*Exercise*
Revise the passage on the polarization tensor below by reproducing the stretch that begins with "This also means" and ends with "to the energy.", putting "solid" wherever "crystal" stands.

This also means that the polarization tensor can be measured by just measuring the energy required to polarize the crystal in various directions. Suppose we apply an $\FLPE$-field with only an $x$- and a $y$-component; then according to Eq. (31.7), \begin{equation} \label{Eq:II:31:8} u_P=\tfrac{1}{2}[\alpha_{xx}E_x^2+(\alpha_{xy}+\alpha_{yx})E_xE_y+ \alpha_{yy}E_y^2]. \end{equation} With an $E_x$ alone, we can determine $\alpha_{xx}$; with an $E_y$ alone, we can determine $\alpha_{yy}$; with both $E_x$ and $E_y$, we get an extra energy due to the term with $(\alpha_{xy}+\alpha_{yx})$. Since the $\alpha_{xy}$ and $\alpha_{yx}$ are equal, this term is $2\alpha_{xy}$ and can be related to the energy.

*Record excerpts*
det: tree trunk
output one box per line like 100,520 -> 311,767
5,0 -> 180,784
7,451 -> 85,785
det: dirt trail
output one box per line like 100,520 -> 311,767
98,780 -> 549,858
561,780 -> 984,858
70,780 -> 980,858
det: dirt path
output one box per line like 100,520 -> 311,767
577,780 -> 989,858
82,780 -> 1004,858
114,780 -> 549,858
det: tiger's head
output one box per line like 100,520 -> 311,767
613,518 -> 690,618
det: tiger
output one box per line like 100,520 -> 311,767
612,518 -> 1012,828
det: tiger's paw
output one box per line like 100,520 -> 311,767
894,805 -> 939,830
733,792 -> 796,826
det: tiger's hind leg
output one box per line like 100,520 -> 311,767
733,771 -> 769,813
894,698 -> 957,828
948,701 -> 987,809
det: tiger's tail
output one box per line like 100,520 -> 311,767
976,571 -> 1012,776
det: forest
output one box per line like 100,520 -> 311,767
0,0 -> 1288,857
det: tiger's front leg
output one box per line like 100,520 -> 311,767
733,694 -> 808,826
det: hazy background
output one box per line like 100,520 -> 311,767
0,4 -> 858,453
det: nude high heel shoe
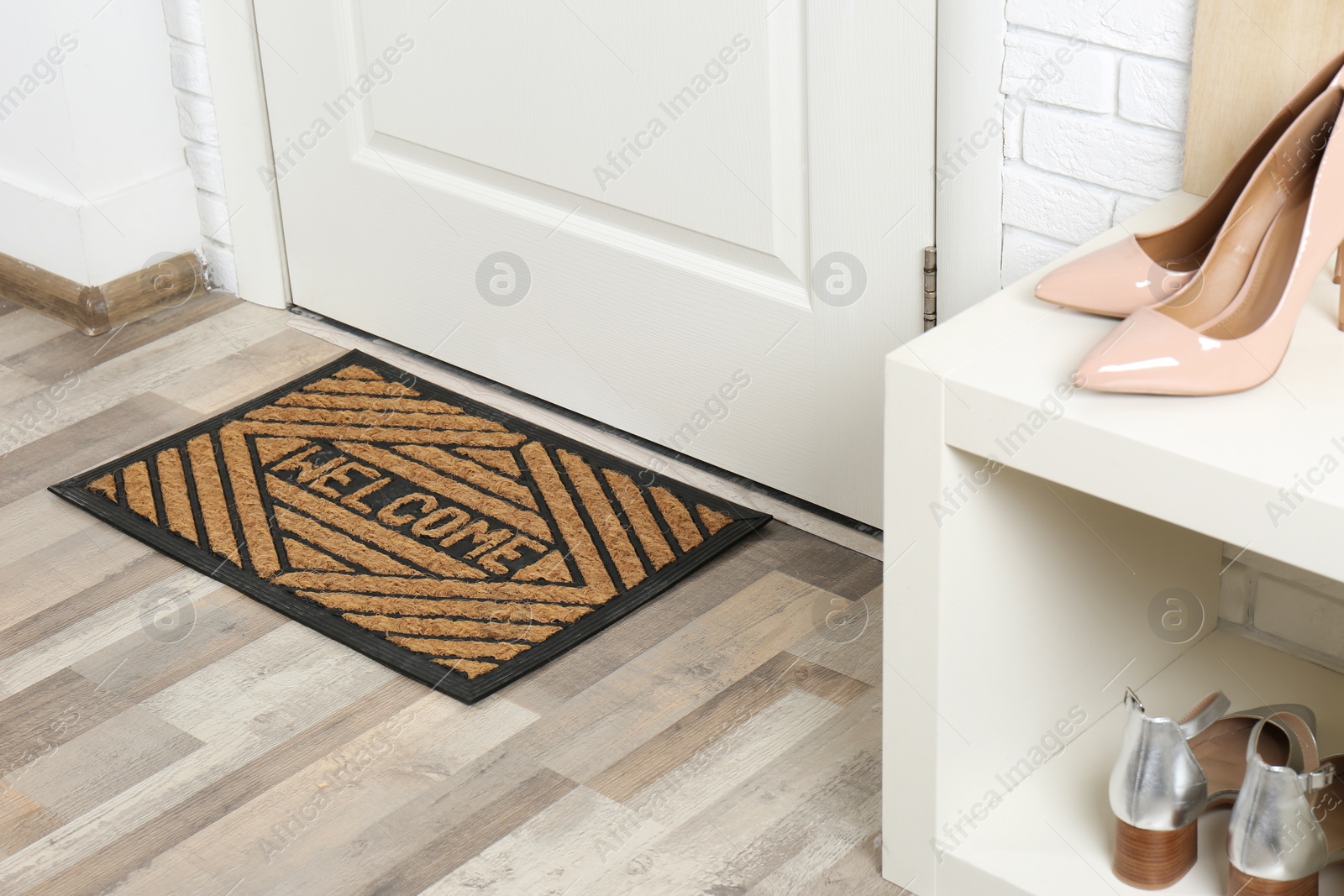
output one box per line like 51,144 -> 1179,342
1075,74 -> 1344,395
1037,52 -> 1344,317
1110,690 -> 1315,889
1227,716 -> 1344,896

*Exercise answer*
This also means that the polarization tensor can be measured by just measuring the energy required to polarize the solid in various directions. Suppose we apply an $\FLPE$-field with only an $x$- and a $y$-component; then according to Eq. (31.7), \begin{equation} \label{Eq:II:31:8} u_P=\tfrac{1}{2}[\alpha_{xx}E_x^2+(\alpha_{xy}+\alpha_{yx})E_xE_y+ \alpha_{yy}E_y^2]. \end{equation} With an $E_x$ alone, we can determine $\alpha_{xx}$; with an $E_y$ alone, we can determine $\alpha_{yy}$; with both $E_x$ and $E_y$, we get an extra energy due to the term with $(\alpha_{xy}+\alpha_{yx})$. Since the $\alpha_{xy}$ and $\alpha_{yx}$ are equal, this term is $2\alpha_{xy}$ and can be related to the energy.